__Given records__.
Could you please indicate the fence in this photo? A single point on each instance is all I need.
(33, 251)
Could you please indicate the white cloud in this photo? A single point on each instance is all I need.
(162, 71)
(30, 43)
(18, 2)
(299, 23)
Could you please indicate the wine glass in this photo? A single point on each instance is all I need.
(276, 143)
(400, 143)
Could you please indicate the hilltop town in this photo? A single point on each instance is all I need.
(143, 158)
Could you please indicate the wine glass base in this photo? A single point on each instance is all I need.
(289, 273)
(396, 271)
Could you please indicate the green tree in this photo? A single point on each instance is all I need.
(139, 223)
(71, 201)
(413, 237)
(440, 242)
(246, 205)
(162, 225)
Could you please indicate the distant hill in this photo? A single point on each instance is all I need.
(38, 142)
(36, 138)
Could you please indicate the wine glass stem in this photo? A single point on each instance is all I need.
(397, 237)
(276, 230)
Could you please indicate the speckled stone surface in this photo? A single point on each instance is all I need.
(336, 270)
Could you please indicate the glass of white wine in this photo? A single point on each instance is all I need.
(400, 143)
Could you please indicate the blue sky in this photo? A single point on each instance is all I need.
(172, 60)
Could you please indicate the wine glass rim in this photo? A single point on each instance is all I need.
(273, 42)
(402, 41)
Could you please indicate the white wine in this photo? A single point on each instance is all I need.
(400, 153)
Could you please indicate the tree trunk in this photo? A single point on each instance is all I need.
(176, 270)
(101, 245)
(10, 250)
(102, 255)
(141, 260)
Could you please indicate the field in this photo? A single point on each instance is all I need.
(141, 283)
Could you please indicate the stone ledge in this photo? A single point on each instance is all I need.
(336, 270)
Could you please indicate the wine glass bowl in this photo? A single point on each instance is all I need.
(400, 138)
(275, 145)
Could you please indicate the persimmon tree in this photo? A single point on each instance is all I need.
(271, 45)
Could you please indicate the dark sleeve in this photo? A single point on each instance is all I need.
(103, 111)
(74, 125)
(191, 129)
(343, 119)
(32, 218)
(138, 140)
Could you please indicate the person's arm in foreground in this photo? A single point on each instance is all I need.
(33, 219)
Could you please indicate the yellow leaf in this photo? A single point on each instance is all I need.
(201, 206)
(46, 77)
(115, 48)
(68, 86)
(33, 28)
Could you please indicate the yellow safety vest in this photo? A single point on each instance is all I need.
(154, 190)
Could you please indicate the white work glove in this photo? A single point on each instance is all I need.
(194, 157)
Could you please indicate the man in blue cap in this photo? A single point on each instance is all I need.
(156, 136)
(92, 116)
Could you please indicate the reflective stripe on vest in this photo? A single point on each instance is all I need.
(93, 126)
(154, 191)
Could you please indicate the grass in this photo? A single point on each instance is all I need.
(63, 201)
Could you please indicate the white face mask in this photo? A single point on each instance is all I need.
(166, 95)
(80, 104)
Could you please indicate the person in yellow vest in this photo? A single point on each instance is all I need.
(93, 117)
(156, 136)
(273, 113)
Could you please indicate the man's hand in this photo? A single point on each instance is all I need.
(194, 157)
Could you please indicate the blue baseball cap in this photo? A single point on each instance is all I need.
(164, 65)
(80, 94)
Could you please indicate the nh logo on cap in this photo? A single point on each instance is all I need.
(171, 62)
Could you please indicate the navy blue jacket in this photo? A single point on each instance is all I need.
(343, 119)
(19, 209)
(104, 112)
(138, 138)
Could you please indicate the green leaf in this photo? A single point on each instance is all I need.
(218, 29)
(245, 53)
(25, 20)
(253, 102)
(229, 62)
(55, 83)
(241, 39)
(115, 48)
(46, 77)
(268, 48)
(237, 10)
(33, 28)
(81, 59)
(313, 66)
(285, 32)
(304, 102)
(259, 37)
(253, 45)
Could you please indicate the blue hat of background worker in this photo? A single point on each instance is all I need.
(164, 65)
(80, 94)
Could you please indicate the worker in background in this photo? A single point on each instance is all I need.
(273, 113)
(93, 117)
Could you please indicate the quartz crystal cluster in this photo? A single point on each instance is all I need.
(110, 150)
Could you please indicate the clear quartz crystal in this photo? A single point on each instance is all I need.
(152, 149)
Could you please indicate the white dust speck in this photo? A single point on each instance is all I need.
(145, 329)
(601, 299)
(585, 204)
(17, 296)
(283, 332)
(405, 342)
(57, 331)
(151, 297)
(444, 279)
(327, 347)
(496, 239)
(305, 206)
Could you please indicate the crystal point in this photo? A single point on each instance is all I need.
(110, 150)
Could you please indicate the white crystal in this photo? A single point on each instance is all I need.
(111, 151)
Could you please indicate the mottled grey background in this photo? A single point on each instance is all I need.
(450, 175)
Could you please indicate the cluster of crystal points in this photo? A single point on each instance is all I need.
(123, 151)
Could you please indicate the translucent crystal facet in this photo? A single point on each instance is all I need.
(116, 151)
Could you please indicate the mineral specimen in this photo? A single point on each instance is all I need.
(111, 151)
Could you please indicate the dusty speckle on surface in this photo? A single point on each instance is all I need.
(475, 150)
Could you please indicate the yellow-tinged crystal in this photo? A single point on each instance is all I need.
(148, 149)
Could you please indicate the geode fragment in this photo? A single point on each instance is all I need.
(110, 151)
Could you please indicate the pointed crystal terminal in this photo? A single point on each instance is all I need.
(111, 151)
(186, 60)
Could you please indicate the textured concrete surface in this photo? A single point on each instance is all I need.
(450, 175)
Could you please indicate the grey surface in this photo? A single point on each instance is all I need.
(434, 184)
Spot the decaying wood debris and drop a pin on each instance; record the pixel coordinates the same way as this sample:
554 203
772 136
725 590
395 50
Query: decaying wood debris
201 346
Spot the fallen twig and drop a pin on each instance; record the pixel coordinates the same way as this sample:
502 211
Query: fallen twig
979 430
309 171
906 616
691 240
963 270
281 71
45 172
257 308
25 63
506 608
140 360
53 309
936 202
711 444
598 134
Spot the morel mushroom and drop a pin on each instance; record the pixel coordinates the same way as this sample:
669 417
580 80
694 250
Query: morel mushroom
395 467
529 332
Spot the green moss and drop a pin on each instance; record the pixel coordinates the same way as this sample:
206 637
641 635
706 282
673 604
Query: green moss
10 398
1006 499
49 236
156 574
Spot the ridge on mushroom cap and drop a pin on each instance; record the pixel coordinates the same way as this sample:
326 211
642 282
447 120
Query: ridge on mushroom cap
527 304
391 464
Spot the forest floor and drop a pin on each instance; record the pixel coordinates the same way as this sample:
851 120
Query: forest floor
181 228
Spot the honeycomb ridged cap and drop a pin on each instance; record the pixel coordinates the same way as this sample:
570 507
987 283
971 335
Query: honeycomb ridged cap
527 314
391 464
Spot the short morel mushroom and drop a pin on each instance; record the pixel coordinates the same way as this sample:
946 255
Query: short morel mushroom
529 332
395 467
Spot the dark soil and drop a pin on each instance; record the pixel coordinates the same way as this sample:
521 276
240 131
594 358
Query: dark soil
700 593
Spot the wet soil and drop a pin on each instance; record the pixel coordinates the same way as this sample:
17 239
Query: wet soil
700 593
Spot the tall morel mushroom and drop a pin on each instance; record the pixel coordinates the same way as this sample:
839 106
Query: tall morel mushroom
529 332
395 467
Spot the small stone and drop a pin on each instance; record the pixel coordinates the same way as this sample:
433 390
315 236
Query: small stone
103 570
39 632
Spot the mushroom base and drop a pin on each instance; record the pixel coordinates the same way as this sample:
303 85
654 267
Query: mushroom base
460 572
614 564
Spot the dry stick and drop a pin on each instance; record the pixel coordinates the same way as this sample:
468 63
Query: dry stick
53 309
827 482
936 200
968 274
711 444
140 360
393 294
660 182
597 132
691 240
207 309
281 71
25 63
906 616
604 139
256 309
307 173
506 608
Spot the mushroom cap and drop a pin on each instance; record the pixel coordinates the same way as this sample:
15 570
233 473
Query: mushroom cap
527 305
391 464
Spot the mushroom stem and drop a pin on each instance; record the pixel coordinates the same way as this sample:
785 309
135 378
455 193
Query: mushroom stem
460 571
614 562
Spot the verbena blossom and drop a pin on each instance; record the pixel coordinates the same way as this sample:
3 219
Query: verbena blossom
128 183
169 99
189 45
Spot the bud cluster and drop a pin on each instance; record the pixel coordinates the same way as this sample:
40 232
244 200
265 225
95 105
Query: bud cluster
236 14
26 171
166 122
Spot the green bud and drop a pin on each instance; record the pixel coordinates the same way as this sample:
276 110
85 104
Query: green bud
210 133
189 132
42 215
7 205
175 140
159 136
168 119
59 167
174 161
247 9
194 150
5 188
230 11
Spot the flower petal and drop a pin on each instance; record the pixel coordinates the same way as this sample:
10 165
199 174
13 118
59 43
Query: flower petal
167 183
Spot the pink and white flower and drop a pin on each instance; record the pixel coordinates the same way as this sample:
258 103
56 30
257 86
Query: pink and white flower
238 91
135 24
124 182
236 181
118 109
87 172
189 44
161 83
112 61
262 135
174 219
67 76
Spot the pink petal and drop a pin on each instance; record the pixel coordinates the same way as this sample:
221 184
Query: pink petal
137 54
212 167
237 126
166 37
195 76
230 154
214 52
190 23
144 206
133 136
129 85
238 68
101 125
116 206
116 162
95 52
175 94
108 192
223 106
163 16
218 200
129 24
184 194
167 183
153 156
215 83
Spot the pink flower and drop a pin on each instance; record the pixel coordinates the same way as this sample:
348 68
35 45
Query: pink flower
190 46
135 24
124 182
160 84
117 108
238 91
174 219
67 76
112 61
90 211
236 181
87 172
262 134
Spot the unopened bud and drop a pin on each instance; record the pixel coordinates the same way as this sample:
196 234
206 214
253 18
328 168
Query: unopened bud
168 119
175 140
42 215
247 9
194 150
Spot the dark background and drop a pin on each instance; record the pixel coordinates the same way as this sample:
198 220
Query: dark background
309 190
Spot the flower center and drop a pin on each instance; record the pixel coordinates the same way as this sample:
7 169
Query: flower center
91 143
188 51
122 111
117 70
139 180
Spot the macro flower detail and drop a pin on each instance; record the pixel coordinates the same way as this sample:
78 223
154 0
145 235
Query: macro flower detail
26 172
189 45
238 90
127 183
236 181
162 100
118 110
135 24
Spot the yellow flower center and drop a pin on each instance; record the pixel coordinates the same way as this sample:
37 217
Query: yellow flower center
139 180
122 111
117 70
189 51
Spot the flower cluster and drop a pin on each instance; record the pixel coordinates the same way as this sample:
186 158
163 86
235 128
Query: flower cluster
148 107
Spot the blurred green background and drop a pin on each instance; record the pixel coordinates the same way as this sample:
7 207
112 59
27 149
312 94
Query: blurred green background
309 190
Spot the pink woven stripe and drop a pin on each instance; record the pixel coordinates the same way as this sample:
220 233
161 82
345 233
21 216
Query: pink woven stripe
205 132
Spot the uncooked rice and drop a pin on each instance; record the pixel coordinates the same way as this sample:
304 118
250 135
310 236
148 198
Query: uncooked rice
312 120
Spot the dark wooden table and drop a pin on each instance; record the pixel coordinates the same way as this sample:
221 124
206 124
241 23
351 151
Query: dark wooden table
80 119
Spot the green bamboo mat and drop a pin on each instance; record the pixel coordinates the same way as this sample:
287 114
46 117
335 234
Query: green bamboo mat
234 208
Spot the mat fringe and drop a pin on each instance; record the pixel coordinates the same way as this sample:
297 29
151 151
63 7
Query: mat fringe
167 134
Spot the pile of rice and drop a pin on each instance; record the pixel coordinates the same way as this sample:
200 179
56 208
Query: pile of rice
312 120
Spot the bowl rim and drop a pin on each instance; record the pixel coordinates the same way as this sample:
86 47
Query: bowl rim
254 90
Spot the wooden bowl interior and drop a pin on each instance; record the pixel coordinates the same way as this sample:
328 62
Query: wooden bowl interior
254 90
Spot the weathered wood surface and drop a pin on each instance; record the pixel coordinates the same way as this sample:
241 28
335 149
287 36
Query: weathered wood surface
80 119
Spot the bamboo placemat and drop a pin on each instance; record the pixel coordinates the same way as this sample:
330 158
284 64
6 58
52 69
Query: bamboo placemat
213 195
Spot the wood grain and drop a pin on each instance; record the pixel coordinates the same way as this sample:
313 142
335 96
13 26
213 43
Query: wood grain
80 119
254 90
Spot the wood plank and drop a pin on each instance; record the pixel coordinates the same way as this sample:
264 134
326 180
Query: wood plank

__Task requirements__.
Only a number is wanted: how many lines above include "plank"?

__Finished exercise__.
2